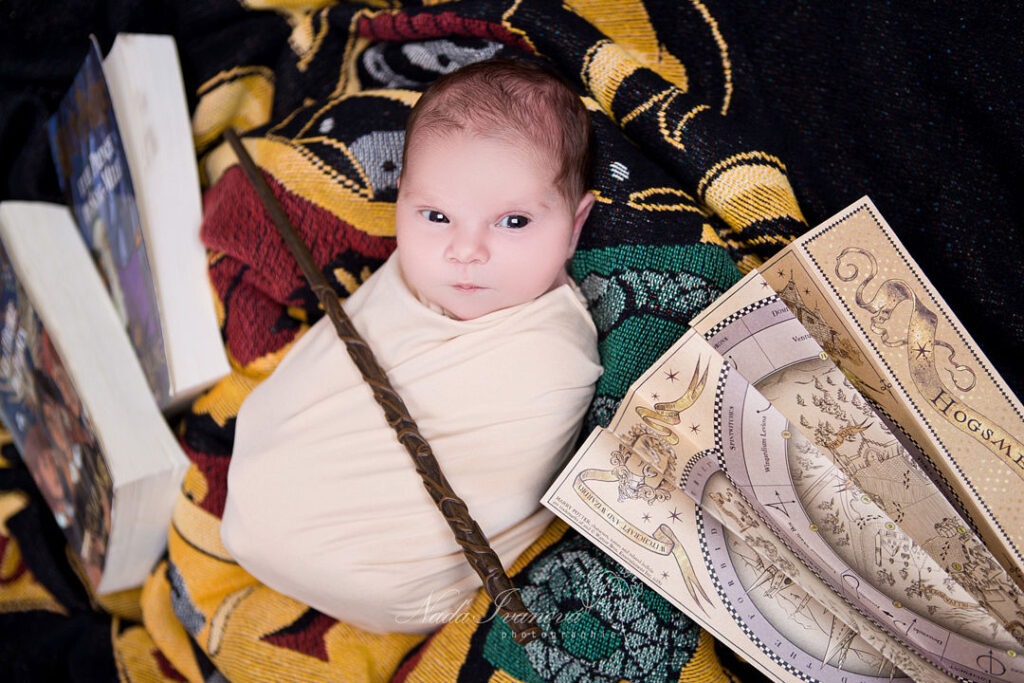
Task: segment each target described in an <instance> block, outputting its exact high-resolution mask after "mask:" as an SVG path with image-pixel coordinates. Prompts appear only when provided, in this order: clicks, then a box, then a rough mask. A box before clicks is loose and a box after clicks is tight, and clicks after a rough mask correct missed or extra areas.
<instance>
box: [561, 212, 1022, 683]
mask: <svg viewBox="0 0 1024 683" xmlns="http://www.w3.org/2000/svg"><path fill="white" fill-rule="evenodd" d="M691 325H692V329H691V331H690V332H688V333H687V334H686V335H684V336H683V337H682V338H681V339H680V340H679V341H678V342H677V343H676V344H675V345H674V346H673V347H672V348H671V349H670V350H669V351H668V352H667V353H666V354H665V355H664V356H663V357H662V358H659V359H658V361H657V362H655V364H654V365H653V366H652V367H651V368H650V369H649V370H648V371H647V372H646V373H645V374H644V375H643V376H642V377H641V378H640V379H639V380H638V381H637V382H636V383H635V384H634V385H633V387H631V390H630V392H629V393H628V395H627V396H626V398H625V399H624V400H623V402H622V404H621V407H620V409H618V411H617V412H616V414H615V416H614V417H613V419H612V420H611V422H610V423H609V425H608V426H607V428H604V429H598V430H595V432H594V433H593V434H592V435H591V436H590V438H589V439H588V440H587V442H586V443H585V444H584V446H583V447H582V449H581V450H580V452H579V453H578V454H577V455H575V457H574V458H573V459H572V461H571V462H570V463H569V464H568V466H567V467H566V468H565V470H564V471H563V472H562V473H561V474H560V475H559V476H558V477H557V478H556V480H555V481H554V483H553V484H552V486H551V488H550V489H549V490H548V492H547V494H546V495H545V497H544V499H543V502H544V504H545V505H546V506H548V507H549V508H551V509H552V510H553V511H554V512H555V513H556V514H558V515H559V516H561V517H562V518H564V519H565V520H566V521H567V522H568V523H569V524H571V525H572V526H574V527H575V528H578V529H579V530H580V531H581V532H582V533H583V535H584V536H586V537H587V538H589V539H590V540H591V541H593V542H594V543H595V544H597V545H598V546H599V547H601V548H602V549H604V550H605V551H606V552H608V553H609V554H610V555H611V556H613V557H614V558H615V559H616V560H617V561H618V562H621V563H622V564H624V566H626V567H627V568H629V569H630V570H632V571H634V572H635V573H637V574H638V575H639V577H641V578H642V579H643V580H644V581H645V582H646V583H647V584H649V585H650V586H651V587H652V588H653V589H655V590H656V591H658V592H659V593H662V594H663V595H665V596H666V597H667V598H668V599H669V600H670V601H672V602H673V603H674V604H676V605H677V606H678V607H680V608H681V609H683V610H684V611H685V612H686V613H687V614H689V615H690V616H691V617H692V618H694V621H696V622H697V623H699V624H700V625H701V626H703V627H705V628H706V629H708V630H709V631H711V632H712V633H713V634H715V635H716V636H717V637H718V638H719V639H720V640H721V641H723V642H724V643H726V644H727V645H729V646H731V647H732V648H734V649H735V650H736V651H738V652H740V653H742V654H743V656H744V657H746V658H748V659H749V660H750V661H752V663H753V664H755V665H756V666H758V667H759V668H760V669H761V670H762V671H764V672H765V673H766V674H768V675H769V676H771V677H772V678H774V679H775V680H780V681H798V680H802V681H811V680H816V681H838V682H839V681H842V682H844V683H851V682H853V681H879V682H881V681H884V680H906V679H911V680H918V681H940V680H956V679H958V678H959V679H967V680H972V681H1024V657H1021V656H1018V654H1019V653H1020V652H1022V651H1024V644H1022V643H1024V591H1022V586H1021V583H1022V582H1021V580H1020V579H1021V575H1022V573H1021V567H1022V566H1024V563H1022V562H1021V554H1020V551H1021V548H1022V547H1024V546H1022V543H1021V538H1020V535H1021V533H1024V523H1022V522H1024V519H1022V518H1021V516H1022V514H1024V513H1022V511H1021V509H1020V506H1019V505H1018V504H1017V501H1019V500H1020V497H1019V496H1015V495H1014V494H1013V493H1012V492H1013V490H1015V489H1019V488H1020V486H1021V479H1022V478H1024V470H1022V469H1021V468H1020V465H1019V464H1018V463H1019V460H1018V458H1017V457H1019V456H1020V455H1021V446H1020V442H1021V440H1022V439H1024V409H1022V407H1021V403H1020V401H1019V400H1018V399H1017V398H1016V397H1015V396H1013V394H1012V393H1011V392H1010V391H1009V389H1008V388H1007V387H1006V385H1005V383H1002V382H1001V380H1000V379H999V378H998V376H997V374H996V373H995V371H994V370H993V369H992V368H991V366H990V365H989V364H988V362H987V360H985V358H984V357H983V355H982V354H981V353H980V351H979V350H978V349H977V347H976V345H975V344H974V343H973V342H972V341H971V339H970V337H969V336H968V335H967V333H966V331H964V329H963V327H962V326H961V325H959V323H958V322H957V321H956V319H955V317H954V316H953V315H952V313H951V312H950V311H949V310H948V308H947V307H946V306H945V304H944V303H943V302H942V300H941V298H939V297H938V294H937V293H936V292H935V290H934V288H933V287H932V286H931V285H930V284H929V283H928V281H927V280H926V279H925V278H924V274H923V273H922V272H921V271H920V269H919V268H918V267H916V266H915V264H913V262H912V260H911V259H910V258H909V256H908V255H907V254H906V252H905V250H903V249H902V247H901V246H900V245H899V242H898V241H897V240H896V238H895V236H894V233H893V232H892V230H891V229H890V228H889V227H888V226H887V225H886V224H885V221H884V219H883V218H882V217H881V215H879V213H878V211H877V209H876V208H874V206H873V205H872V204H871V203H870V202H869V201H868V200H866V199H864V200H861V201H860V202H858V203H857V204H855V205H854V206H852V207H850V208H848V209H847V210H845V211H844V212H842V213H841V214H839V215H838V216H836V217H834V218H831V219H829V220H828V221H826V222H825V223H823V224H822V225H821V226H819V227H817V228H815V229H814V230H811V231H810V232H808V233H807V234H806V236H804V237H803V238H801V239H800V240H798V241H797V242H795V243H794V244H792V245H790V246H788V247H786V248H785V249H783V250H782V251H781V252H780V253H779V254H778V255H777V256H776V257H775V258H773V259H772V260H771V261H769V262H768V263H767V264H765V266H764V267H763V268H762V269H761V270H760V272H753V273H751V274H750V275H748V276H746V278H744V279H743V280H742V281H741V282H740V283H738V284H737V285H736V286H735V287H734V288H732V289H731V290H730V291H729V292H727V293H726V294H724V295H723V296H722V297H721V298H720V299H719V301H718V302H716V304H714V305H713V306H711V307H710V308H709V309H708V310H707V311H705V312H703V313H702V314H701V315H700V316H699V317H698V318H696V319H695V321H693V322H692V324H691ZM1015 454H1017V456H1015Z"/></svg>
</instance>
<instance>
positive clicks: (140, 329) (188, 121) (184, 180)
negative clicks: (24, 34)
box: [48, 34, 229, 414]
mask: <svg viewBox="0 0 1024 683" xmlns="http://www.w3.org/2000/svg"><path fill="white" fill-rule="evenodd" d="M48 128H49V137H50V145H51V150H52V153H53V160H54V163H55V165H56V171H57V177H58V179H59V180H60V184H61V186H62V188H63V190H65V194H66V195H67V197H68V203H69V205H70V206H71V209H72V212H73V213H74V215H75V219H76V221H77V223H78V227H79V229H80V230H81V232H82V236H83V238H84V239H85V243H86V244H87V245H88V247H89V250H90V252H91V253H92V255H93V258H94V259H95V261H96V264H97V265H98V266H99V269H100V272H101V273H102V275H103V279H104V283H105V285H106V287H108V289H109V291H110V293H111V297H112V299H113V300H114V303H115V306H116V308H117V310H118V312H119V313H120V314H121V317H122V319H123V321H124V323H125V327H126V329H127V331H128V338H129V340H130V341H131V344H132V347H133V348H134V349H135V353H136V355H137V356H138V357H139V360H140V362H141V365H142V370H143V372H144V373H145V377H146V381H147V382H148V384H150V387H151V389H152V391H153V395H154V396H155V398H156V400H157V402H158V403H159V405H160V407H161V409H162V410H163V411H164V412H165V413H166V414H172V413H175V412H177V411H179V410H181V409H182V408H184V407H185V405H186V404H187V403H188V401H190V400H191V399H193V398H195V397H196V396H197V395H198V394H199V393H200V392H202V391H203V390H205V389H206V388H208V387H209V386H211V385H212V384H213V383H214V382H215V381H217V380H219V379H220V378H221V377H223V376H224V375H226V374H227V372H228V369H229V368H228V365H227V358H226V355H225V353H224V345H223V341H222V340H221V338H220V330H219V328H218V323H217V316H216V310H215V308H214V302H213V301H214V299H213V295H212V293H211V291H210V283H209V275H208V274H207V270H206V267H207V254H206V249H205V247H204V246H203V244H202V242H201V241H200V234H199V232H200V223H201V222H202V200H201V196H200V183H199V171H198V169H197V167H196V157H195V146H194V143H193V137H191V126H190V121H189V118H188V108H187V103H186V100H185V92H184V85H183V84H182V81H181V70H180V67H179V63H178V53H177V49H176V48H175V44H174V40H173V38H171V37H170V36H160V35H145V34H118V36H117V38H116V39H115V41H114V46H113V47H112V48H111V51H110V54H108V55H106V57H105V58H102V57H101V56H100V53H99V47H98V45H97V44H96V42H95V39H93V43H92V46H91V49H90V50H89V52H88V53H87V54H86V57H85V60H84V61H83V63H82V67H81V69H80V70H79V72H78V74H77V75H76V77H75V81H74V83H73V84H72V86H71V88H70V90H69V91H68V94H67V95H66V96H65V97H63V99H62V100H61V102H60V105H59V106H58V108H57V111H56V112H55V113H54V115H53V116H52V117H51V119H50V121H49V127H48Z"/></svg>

————————

◆ **TASK INSTRUCTIONS**: The answer is the run of lines above from the line containing "</instance>" through the line containing "negative clicks: (24, 34)", copied exactly and alone.

◆ **WRITTEN RESPONSE**:
</instance>
<instance>
positive clicks: (140, 329) (188, 121) (184, 180)
negative clicks: (24, 34)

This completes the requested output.